▶ PROBLEM STATEMENT: All entries below must be written out verbatim, and the images must be dropped.

········

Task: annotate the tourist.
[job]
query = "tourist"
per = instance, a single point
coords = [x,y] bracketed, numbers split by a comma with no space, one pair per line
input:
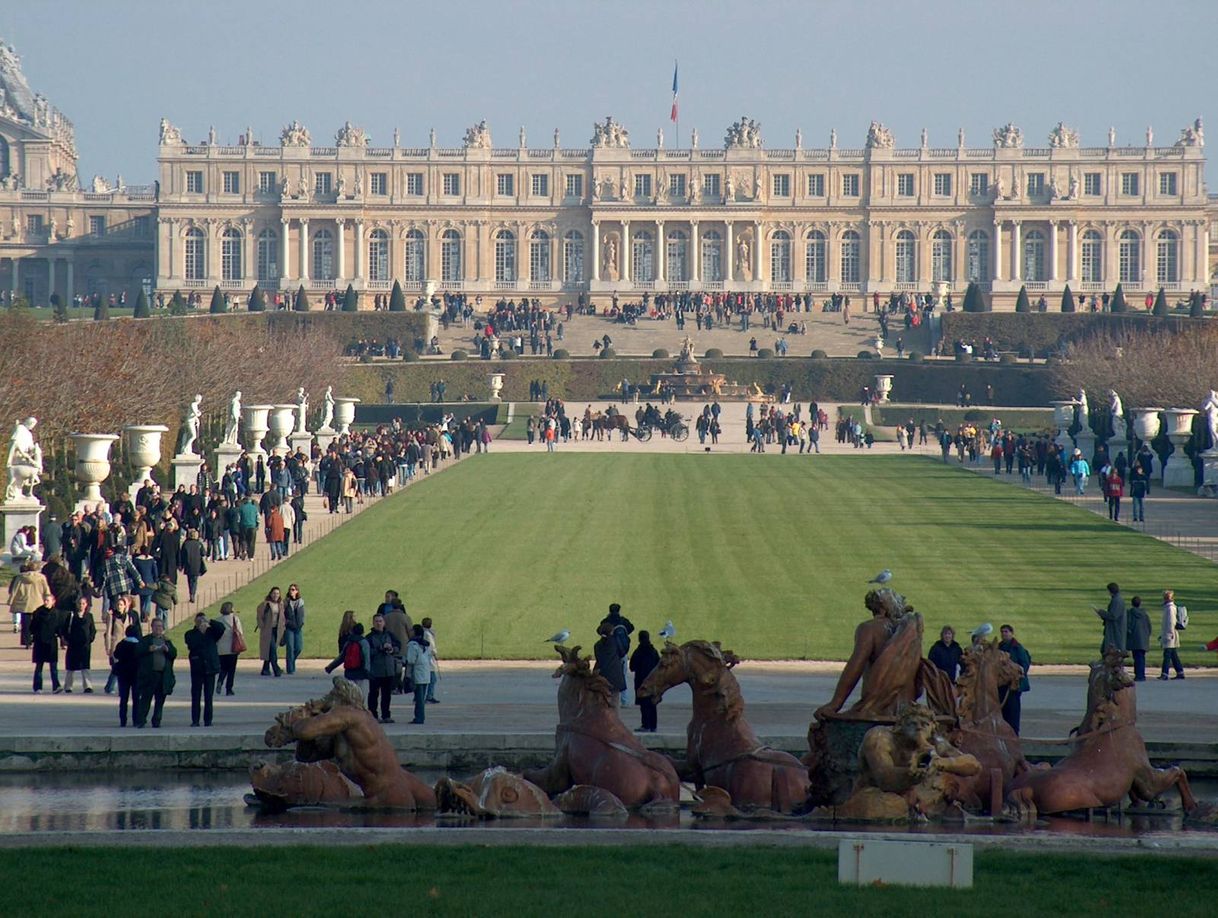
[205,665]
[271,627]
[78,636]
[418,666]
[1169,636]
[1138,637]
[230,647]
[154,679]
[945,653]
[1011,701]
[644,659]
[294,627]
[1113,617]
[126,661]
[384,650]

········

▶ FINISHED TASK:
Task: annotate the tourist.
[job]
query = "tourist"
per = instance, a single point
coords = [x,y] bracketed, numbers split by a comma with no space, one pair per line
input:
[205,665]
[271,627]
[78,636]
[418,666]
[1169,636]
[1138,637]
[230,647]
[154,679]
[945,653]
[1011,701]
[644,659]
[294,627]
[1113,617]
[126,661]
[384,650]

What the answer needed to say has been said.